Quote the line containing "Can you find the woman's ear" and all lines that follow it in the listing below, exactly as written.

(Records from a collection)
-- Start --
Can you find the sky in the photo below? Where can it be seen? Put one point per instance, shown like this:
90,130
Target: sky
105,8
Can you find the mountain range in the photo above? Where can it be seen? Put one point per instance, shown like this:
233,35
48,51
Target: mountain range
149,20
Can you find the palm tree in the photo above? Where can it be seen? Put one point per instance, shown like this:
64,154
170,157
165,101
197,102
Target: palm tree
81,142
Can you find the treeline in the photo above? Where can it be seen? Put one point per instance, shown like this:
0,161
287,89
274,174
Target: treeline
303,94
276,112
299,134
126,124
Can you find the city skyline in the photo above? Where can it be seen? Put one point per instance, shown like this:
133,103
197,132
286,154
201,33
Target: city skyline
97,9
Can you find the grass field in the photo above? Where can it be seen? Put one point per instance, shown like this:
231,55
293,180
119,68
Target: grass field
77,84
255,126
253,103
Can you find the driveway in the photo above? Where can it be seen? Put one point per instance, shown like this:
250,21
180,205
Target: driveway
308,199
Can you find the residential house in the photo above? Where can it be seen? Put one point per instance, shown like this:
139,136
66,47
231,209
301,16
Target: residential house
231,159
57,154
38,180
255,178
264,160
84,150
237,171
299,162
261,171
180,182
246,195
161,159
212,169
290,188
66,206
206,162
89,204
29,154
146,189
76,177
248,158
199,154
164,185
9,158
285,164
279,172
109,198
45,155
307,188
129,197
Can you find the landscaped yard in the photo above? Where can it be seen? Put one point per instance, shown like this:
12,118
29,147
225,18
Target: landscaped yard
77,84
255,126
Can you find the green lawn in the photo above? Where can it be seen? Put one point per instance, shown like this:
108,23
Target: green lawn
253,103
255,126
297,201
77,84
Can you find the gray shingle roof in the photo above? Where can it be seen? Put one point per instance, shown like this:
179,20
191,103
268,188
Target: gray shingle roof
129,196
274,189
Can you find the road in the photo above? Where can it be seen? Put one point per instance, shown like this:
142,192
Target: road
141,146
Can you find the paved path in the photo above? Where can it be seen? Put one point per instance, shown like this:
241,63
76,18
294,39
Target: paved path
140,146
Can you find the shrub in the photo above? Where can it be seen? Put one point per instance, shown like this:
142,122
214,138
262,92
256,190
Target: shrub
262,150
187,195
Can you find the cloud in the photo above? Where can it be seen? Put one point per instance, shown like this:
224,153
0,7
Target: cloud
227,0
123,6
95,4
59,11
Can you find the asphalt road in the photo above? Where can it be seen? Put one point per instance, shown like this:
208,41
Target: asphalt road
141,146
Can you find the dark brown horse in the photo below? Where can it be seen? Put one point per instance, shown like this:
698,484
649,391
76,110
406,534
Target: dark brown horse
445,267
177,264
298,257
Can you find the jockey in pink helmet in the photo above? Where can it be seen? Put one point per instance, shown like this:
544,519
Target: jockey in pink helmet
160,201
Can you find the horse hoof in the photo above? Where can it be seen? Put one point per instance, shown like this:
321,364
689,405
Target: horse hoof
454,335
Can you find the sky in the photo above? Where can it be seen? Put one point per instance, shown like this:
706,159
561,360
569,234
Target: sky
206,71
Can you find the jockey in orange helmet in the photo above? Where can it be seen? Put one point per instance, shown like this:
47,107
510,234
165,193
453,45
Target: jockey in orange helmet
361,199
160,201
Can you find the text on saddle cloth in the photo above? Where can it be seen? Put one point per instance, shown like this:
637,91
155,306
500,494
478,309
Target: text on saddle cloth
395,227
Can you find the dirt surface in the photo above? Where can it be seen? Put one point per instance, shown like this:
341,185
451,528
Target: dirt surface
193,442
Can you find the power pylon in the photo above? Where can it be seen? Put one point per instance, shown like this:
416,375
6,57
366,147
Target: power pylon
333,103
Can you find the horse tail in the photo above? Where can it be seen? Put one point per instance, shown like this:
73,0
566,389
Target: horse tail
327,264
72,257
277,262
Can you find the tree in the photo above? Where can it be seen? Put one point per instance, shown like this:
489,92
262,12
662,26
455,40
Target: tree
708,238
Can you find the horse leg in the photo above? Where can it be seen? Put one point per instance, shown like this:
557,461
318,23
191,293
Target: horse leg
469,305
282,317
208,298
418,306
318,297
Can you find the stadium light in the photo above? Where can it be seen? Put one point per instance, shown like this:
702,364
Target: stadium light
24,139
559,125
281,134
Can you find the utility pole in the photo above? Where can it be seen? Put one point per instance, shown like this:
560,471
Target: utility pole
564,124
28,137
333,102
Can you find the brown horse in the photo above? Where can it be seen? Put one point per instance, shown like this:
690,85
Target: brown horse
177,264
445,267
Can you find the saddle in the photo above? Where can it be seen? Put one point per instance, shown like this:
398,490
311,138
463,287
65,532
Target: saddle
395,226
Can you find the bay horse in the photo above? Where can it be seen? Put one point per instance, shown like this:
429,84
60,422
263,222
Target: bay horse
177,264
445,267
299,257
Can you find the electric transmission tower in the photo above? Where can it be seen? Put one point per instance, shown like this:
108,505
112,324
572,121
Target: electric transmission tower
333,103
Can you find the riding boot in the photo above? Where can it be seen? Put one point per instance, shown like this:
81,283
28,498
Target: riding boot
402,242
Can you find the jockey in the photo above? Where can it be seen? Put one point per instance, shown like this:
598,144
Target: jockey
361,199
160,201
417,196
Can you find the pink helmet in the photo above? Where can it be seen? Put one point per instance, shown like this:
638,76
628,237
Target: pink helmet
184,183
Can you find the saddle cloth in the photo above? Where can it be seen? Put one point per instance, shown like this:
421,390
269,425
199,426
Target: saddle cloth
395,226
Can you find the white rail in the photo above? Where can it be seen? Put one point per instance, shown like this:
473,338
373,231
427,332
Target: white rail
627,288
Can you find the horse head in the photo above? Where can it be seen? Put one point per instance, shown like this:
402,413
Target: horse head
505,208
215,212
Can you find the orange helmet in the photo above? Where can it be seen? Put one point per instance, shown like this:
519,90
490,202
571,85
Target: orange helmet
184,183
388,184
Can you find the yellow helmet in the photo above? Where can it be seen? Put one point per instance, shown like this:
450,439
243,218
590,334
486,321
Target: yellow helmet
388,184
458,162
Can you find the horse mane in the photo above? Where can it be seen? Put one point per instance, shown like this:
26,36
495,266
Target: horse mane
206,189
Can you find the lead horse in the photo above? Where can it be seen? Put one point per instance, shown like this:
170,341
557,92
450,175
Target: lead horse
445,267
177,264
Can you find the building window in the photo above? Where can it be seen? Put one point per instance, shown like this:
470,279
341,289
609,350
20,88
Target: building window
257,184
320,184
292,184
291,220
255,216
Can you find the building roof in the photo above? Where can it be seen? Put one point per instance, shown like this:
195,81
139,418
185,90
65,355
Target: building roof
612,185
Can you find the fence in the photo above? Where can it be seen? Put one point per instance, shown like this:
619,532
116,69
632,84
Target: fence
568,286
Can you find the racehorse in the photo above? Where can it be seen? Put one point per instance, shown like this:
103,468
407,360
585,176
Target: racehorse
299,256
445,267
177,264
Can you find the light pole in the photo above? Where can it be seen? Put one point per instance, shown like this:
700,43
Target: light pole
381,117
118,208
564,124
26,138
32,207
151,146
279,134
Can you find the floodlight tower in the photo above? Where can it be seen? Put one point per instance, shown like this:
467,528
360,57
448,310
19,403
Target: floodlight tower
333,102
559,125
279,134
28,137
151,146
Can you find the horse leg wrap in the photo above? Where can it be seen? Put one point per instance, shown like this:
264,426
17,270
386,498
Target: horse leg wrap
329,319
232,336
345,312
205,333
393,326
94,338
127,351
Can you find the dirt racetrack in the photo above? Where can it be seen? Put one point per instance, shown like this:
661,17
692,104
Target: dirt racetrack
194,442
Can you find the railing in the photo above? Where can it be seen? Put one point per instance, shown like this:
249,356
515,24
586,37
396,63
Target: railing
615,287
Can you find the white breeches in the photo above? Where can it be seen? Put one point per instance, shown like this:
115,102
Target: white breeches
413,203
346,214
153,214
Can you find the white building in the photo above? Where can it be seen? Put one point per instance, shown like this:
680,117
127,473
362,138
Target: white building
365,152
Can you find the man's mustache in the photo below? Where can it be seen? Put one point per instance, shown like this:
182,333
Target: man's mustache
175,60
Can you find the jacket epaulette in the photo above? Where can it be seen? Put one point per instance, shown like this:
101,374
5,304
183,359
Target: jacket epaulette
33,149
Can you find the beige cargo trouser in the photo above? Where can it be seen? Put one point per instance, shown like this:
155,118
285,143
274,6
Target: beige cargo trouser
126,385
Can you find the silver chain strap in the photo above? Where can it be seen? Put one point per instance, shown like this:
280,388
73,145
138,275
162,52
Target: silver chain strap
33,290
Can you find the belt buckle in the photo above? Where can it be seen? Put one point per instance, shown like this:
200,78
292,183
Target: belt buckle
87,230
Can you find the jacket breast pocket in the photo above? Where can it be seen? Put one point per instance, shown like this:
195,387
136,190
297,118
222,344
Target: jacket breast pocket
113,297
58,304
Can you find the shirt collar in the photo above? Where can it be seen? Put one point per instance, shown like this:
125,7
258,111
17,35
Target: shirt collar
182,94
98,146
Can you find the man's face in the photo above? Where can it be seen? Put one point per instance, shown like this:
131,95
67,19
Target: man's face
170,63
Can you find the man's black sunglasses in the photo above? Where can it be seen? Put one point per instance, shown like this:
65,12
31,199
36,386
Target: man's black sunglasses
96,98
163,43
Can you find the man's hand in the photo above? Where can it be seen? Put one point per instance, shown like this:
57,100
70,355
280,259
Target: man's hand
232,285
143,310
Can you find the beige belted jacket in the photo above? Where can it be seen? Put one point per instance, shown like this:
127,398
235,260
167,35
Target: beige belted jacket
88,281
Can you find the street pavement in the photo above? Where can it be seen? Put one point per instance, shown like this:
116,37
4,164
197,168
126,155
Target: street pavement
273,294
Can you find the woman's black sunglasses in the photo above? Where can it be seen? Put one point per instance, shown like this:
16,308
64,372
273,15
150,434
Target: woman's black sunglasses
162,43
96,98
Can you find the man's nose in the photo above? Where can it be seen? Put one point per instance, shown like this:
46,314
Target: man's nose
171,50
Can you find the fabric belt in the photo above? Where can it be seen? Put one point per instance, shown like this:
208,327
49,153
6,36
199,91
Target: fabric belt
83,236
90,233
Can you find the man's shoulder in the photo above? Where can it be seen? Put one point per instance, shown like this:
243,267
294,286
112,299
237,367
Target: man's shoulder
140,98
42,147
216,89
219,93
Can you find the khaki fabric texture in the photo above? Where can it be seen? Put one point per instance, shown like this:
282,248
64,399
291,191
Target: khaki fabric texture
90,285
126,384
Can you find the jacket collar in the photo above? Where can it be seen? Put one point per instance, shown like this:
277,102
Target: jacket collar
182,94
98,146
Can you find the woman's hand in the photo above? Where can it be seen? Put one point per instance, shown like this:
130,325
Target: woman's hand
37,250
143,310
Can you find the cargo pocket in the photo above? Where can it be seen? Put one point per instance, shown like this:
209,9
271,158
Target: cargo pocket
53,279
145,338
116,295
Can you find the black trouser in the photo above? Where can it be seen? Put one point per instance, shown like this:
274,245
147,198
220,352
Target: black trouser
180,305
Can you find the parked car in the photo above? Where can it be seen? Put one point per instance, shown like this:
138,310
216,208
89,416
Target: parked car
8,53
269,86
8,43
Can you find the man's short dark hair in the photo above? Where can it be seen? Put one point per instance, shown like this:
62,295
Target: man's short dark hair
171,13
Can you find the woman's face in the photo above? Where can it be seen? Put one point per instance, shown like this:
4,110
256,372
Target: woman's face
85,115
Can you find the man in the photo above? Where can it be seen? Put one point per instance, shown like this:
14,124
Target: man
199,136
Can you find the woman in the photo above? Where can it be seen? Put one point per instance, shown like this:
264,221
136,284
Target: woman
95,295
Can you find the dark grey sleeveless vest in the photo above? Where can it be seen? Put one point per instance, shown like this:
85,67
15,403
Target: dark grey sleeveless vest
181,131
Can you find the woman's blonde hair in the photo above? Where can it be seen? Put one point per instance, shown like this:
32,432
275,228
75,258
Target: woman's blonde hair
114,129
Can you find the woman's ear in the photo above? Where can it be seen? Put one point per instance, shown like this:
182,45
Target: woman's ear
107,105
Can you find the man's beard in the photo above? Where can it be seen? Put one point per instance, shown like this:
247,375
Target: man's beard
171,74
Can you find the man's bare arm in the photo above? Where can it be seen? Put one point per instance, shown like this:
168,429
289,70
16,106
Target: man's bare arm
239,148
-- End --
REPLY TO THE EXERCISE:
Can you find the woman's ear in the photo above? Where can it be seen? Put one point per instance, shown like this:
182,45
Target: woman's ear
107,105
Can you find the man's beard in the photo above? Where can it be seen? Put one point per instance, shown like this:
247,375
Target: man's beard
171,74
Can you find the man's bare arm in the photo above? Where can it be seen? Put one point per instance, shown like this:
168,429
289,70
16,106
Target: man's bare arm
239,148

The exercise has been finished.